**PASSAGE PROVIDED**

= = =

There is no such thing as a "matrix" class. The class 
types are things 
like "double", "single", "int32", "int16", etc. Variables 
of these class types can be scalars, vectors, matrices, or 
multi-dimensional arrays. If you type in a constant 
number, like the argument 4 in your test(4) call, MATLAB 
will convert the 4 into an mxArray of type double class, 
with dimensions 1 x 1 (i.e. scalar). This is what gets 
passed to the test function. If test is a mex function, 
then that means that prhs[0] will be a pointer to an 
mxArray of type double with one element. There is no 
automatic conversion as far as accessing this data is 
concerned. It is a 64-bit floating point value and needs 
to be treated as such in your C++ code. There are various 
ways to get the scalar value for use in your C++ code:

    double d;
    double *dp;
    dp = mxGetPr(prhs[0]);
    d = *dp;

or

    double d;
    double *dp;
    dp = (double *) mxGetData(prhs[0]);
    d = *dp;

or

    double d;
    d = *(mxGetPr(prhs[0]));

If you know the input has an integer value and want to use 
it as an int, you can use a cast to do this, for instance

    int i;
    i = (int) *(mxGetPr(prhs[0]));

but you CANNOT do something like this

    int i;
    int *ip;
    ip = mxGetPr(prhs[0]); // bad bad bad
    i = *ip;

and the use of a cast doesn't fix this either

    int i;
    int *ip;
    ip = (int *) mxGetPr(prhs[0]); // bad bad bad
    i = *ip;

These last two cases takes the result of mxGetPr, which is 
always a pointer to double, and then subsequently treats 
it as a pointer to int when dereferencing. Since the 
underlying bits are 64-bit floating point this will give 
you garbage.

Same comments apply to the output of your mex function.

= = =

**LISTED ENTRIES**
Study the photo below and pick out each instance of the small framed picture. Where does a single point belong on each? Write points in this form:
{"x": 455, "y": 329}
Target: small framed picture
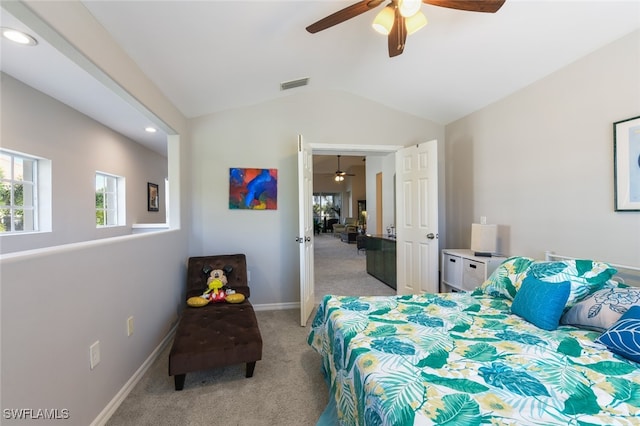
{"x": 153, "y": 198}
{"x": 626, "y": 164}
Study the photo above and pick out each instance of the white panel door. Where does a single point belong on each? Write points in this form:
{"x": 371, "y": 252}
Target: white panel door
{"x": 305, "y": 229}
{"x": 417, "y": 218}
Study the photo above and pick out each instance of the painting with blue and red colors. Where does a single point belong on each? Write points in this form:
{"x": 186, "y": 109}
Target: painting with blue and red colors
{"x": 253, "y": 189}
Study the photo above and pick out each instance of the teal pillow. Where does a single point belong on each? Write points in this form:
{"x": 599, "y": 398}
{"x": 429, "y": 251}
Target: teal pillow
{"x": 541, "y": 303}
{"x": 501, "y": 283}
{"x": 623, "y": 337}
{"x": 585, "y": 276}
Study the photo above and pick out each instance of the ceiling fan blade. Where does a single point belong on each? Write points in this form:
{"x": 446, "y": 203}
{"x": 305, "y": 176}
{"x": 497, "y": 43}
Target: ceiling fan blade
{"x": 343, "y": 15}
{"x": 487, "y": 6}
{"x": 397, "y": 36}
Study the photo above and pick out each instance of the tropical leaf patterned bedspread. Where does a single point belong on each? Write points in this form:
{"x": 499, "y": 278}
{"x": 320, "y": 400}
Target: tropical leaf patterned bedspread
{"x": 464, "y": 359}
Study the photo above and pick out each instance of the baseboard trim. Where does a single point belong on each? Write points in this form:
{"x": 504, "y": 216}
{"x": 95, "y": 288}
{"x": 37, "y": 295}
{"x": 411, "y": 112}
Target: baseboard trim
{"x": 276, "y": 306}
{"x": 113, "y": 405}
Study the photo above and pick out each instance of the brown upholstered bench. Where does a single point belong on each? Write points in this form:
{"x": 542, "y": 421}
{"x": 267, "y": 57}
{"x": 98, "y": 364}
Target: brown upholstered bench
{"x": 218, "y": 334}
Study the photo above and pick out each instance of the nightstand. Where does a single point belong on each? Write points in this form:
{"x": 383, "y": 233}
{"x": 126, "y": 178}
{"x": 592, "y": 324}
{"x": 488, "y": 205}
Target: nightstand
{"x": 462, "y": 271}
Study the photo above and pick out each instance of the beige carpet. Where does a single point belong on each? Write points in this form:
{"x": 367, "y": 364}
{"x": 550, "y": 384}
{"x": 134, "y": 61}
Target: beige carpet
{"x": 287, "y": 387}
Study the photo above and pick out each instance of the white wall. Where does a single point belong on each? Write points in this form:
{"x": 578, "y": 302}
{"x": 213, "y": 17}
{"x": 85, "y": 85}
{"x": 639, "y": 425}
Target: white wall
{"x": 78, "y": 147}
{"x": 265, "y": 136}
{"x": 540, "y": 162}
{"x": 55, "y": 302}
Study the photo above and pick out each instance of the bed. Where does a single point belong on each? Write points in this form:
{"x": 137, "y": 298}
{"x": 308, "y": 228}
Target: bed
{"x": 558, "y": 351}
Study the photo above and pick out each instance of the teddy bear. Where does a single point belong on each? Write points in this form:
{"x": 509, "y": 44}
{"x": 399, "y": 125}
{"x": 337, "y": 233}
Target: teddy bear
{"x": 216, "y": 282}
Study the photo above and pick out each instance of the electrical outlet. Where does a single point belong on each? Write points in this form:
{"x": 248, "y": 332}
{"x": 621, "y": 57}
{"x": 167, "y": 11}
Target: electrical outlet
{"x": 94, "y": 354}
{"x": 130, "y": 326}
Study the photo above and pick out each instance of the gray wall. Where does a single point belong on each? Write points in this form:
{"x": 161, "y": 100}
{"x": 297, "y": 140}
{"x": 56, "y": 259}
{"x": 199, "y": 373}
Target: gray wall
{"x": 540, "y": 162}
{"x": 78, "y": 147}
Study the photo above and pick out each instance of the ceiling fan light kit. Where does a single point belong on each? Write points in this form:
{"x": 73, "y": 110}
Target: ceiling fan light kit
{"x": 384, "y": 20}
{"x": 400, "y": 17}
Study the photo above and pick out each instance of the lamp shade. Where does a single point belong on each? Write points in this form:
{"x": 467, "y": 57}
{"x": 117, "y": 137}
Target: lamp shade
{"x": 484, "y": 239}
{"x": 384, "y": 20}
{"x": 415, "y": 22}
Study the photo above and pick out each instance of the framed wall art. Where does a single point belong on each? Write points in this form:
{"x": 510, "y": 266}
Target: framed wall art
{"x": 253, "y": 189}
{"x": 626, "y": 164}
{"x": 153, "y": 198}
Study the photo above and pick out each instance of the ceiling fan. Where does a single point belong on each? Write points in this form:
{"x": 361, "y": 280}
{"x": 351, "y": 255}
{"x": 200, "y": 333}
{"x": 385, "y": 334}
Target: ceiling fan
{"x": 340, "y": 174}
{"x": 400, "y": 17}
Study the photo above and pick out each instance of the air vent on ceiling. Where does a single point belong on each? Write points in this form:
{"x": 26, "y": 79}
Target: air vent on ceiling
{"x": 294, "y": 83}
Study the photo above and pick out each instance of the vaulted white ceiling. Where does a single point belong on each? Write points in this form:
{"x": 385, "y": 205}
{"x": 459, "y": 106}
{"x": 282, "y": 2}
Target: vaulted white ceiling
{"x": 208, "y": 56}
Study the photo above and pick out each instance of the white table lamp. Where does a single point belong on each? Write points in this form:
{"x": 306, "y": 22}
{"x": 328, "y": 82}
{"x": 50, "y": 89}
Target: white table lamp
{"x": 484, "y": 239}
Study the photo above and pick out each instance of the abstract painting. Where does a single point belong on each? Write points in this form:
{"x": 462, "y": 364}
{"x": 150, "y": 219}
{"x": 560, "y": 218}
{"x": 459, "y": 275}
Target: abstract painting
{"x": 626, "y": 166}
{"x": 253, "y": 189}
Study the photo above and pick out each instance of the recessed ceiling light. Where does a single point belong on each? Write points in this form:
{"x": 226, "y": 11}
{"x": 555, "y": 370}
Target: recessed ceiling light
{"x": 18, "y": 37}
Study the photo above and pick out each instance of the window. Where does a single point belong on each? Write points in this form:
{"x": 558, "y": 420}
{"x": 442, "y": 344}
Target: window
{"x": 107, "y": 196}
{"x": 18, "y": 193}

= = =

**TASK INSTRUCTIONS**
a. In the passage on MATLAB mex functions, translate this sentence into German: "It is a 64-bit floating point value and needs to be treated as such in your C++ code."
b. According to the passage on MATLAB mex functions, what dimensions does the mxArray have when a constant number such as 4 is passed in a call?
c. Resume the passage on MATLAB mex functions from its final sentence.

**SOLVED PROBLEMS**
a. Es handelt sich um einen 64-Bit-Gleitkommawert, der in Ihrem C++-Code auch als solcher behandelt werden muss.

b. It has dimensions 1 x 1, which makes it a scalar.

c.
plhs[0] is created by you with whatever class type you 
select. If you use mxCreateDoubleMatrix, for instance, 
then the class will be double and the data will be 64-bit 
floating point and must be treated as such. If your C++ 
code returns an int that you want stuffed into plhs[0], 
then you would have to make sure it was cast either 
explicitly or implicitly. For example suppose MyFunc 
returns an int:

    int i;
    plhs[0] = mxCreateDoubleMatrix( 1, 1, mxREAL );
    i = MyFunc( blah blah );
    *(mxGetPr(plhs[0])) = (double) i;

Here we are getting an int result from MyFunc, casting 
that result into a double, and then putting that into the 
data area of plhs[0]. You don't actually *need* the 
(double) cast in this assignment since it will happen 
automatically in this case, but I think it is good 
practice to put these in your code to make them obvious to 
the reader what is going on.

> Would I just change double *myout2; to int *myout2? 
> Assuming the function did return an int, in this case it
> should be converting from an int to a double, can it not 
do
> that automatically?
> 

See the above comments. You can certainly cast a double to 
an int, but you cannot cast a pointer to double into a 
pointer to int and then expect to get a correct answer 
when dereferencing it.

I suggest you post your mex code so that I can look at it 
and see what you are doing.

> 2b) If I use mxGetData instead of mxGetPr does that kind 
of
> fix the type automatically?
> 

No. mxGetData returns a pointer to void, whereas mxGetPr 
returns a pointer to double, but they both return the same 
value. i.e., the address they return is the same, namely 
the starting address of the data.  mxGetPr should only be 
used with mxArrays of class double, and mxGetData should 
be used for all other classes (single, int32, etc.) and 
then a cast used ((float *), (int *), etc.) on the result 
to get proper access to the data.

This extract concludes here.